begin DATA EXTRACT

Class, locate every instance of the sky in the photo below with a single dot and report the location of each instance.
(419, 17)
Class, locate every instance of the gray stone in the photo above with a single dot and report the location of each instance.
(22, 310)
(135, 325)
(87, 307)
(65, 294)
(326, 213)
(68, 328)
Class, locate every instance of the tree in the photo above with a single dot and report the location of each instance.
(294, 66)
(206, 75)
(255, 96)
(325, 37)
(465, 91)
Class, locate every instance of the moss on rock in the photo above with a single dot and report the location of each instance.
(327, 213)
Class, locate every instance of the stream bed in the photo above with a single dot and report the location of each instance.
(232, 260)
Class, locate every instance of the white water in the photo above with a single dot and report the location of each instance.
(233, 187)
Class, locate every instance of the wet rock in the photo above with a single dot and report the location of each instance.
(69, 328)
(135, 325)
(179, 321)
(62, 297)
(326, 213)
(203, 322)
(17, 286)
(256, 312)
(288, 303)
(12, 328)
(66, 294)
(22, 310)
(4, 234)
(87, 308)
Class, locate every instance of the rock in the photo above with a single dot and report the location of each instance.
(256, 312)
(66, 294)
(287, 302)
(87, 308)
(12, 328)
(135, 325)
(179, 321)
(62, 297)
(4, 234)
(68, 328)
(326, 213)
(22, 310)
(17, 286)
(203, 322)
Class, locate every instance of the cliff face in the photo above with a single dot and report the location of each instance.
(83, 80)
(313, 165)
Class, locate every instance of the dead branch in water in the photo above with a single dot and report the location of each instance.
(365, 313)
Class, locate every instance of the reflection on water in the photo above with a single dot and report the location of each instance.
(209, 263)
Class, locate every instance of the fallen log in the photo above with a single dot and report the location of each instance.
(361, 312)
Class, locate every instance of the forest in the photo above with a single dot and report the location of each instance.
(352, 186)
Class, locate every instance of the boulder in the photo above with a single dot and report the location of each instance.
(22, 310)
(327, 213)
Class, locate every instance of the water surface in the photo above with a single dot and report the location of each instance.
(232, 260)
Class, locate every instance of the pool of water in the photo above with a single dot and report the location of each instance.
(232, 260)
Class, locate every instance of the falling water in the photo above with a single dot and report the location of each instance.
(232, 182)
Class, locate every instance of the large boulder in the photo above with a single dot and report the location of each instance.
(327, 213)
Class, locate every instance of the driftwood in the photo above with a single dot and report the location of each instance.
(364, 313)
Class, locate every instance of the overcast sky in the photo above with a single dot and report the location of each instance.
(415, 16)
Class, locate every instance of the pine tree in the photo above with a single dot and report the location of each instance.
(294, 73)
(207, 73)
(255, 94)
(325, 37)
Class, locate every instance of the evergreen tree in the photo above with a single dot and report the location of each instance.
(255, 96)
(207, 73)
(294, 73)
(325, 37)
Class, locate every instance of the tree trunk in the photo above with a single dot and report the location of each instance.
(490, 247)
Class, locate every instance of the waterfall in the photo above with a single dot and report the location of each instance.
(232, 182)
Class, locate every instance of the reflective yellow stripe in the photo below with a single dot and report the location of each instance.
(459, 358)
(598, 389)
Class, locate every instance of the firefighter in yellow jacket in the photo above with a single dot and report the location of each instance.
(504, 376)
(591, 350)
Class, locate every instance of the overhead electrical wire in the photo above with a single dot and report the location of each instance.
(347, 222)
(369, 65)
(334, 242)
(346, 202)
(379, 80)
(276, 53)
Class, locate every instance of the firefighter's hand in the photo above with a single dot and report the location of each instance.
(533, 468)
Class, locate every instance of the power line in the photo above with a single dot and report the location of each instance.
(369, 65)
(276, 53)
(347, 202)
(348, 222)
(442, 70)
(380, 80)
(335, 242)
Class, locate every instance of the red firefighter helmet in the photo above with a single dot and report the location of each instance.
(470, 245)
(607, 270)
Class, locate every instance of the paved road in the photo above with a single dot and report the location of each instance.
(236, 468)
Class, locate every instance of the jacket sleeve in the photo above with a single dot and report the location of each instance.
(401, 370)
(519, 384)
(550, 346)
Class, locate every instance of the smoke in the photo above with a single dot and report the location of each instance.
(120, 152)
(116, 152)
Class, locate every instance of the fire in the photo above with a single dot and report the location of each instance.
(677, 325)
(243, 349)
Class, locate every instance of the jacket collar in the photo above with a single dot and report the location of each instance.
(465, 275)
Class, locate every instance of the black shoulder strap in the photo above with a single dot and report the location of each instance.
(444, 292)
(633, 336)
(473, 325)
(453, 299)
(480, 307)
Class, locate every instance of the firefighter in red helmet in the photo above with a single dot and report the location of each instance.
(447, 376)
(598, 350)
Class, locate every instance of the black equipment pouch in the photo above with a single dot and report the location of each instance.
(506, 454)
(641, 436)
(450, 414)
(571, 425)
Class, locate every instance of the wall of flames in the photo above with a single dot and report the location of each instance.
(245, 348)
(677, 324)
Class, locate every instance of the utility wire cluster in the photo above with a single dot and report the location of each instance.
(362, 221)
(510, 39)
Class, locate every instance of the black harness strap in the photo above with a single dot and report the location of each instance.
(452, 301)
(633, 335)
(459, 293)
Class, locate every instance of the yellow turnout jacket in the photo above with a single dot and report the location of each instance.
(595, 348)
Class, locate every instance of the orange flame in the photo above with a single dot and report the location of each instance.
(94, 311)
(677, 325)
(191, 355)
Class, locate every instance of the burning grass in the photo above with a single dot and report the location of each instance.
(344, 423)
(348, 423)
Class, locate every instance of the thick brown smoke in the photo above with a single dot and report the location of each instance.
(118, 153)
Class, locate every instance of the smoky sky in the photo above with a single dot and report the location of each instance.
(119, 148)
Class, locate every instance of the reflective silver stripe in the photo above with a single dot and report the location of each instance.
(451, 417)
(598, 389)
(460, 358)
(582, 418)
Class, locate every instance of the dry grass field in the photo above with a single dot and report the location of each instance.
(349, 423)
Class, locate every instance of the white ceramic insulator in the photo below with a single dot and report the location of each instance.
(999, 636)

end DATA EXTRACT
begin DATA EXTRACT

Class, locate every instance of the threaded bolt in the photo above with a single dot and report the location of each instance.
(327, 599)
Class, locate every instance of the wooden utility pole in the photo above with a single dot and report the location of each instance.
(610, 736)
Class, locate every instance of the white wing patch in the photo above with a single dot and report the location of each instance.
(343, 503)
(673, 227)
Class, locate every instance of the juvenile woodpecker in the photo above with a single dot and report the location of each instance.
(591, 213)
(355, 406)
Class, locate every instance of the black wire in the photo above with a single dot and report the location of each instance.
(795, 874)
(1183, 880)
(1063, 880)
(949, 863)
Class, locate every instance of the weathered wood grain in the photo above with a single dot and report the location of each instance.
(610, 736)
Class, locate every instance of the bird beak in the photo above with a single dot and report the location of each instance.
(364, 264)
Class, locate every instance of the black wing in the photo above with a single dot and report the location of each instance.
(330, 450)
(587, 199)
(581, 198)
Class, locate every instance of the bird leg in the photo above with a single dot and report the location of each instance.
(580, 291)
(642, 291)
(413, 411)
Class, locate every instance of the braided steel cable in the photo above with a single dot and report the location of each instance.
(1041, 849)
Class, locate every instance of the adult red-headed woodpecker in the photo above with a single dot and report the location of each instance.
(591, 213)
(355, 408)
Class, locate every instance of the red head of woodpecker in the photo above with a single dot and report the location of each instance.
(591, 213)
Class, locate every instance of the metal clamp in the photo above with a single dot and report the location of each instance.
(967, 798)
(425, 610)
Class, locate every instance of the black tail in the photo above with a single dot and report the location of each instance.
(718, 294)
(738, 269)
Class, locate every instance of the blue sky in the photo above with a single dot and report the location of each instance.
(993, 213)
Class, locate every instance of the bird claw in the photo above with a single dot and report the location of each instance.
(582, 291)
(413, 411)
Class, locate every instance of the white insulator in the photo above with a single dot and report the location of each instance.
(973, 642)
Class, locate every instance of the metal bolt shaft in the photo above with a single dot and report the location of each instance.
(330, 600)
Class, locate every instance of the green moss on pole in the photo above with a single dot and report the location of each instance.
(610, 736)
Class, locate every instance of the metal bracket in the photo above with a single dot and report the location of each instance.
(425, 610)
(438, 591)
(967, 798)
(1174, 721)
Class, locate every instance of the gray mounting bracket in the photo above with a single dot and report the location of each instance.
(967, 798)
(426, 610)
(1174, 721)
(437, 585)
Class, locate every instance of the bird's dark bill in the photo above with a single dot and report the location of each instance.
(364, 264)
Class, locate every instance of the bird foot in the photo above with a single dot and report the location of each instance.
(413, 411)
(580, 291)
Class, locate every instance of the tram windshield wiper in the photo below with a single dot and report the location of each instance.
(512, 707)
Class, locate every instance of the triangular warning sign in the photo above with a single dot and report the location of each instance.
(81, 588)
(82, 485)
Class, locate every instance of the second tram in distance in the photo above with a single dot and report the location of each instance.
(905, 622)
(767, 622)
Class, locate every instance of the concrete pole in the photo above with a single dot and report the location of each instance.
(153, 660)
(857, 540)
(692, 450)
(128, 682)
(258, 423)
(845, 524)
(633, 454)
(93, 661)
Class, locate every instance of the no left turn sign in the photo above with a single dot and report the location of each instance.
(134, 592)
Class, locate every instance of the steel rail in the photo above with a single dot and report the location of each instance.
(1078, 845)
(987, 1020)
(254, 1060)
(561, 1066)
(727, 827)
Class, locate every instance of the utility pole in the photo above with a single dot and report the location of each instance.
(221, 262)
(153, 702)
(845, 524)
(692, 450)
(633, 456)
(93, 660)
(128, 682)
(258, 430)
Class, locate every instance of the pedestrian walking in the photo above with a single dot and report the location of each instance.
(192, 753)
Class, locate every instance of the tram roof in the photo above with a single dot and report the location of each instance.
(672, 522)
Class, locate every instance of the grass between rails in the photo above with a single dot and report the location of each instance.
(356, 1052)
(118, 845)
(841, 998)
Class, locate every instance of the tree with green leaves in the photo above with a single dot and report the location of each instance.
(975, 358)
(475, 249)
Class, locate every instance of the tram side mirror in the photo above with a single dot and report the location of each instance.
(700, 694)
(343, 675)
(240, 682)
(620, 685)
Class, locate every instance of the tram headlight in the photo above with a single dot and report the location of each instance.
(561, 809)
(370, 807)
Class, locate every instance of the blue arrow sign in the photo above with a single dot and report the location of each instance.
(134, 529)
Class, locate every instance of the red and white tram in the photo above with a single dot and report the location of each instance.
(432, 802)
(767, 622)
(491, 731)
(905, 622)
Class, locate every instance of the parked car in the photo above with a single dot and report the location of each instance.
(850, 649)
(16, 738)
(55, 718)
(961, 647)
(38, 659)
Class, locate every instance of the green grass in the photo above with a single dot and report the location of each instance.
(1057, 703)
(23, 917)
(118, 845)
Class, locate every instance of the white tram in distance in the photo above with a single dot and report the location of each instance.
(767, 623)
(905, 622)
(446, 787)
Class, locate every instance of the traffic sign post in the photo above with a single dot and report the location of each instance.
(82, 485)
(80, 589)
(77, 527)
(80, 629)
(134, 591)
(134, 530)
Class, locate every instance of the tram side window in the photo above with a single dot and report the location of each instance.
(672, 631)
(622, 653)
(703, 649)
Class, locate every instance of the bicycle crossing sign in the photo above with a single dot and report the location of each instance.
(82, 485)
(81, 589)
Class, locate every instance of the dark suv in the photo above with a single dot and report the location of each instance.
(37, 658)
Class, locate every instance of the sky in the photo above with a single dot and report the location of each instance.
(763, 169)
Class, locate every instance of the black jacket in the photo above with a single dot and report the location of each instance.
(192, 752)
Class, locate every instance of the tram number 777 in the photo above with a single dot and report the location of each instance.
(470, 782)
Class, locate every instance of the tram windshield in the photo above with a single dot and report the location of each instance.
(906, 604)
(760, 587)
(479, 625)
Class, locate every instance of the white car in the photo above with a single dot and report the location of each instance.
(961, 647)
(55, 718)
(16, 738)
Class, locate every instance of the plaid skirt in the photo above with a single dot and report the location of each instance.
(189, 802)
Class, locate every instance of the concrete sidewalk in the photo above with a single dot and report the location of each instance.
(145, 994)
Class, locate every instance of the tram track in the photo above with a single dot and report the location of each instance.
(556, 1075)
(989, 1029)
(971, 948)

end DATA EXTRACT

Please pull out every line of the records above that contains the word "gray". Case matters.

SOLUTION FOR THIS TASK
Class, locate every instance of the gray stone in the photo above with a single dot and report the location of each instance.
Class, locate every instance of the gray mounting bracket in the photo above with a single dot and report the location of each instance.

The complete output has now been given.